_CONSIGNE A:_ Donnez sous forme de tableau Markdown les lignes des enregistrements, de la ligne contenant « the green grass. » jusqu'à la fin des enregistrements inclusivement, sans les lignes vides. Utilisez une colonne « Position » pour le numéro de rang et une colonne « Texte » pour la ligne.

Je remarque que le Guide du HCNUR, à la p. 17, paragraphe 66, précise qu'il n'incombe pas au demandeur d'identifier les motifs de persécution.  Il incombe à l'examinateur de déterminer si les conditions de la définition figurant dans la Convention sont remplies; […]

 

 

[16]           En s’exprimant ainsi dans sa décision, la Cour considère qu'il s'agit d'une erreur révisable (dossier du tribunal, page 4, deuxième paragraphe) :

 

Pour ce tribunal, il n'a pas de motif (sic) de demande d'asile sur l'article 96 d'autant plus que le demandeur, originalement, n'a pas demandé sur l'article 96 mais uniquement sous l'article 97 (1) a) et b) et après une discussion avec le conseil du demandeur, le tribunal en vient à la conclusion que cette demande d'asile n'est basée que sur l'article 97 puisqu'il ne s'agit que d'une question de vengeance tel quel. »

_CONSIGNE B:_ Relevez tous les articles de loi mentionnés dans le bloc de texte, sous la forme où ils y figurent et sans doublons.

_DONNÉES ENREGISTRÉES:_
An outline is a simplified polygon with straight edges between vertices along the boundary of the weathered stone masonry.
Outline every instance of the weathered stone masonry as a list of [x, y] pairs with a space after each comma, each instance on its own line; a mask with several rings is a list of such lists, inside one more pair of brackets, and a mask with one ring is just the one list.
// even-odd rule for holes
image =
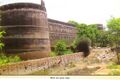
[[64, 39], [70, 45], [75, 39], [72, 24], [47, 18], [43, 0], [41, 5], [13, 3], [0, 6], [0, 10], [1, 26], [6, 31], [5, 52], [9, 55], [18, 53], [24, 59], [48, 57], [56, 41]]

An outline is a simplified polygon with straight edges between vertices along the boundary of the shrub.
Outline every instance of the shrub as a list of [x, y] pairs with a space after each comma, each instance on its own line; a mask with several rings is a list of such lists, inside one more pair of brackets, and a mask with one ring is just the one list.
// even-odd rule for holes
[[84, 57], [87, 57], [90, 53], [89, 46], [91, 45], [91, 40], [86, 37], [81, 37], [76, 39], [73, 44], [74, 52], [84, 52]]
[[57, 55], [63, 55], [64, 52], [67, 50], [67, 45], [64, 41], [60, 40], [55, 45], [55, 52]]
[[0, 65], [5, 65], [8, 63], [14, 63], [21, 61], [20, 57], [18, 56], [5, 56], [4, 54], [0, 54]]

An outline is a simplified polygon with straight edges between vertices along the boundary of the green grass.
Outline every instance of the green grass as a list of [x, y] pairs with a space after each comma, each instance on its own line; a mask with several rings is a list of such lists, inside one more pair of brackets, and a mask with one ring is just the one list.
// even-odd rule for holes
[[46, 70], [40, 70], [40, 71], [31, 73], [31, 74], [29, 74], [29, 75], [48, 75], [48, 74], [49, 74], [49, 70], [46, 69]]
[[109, 75], [111, 75], [111, 76], [120, 76], [120, 71], [118, 71], [118, 70], [112, 70], [112, 71], [109, 73]]
[[120, 69], [120, 65], [117, 64], [110, 64], [107, 66], [109, 69]]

_RÉPONSE ATTENDUE A:_
| Position | Texte |
|---|---|
| 1 | An outline is a simplified polygon with straight edges between vertices along the boundary of the green grass. |
| 2 | Outline every instance of the green grass as a list of [x, y] pairs with a space after each comma, each instance on its own line; a mask with several rings is a list of such lists, inside one more pair of brackets, and a mask with one ring is just the one list. |
| 3 | // even-odd rule for holes |
| 4 | [[46, 70], [40, 70], [40, 71], [31, 73], [31, 74], [29, 74], [29, 75], [48, 75], [48, 74], [49, 74], [49, 70], [46, 69]] |
| 5 | [[109, 75], [111, 75], [111, 76], [120, 76], [120, 71], [118, 71], [118, 70], [112, 70], [112, 71], [109, 73]] |
| 6 | [[120, 69], [120, 65], [117, 64], [110, 64], [107, 66], [109, 69]] |

_RÉPONSE ATTENDUE B:_
- l'article 96
- l'article 97 (1) a) et b)
- l'article 97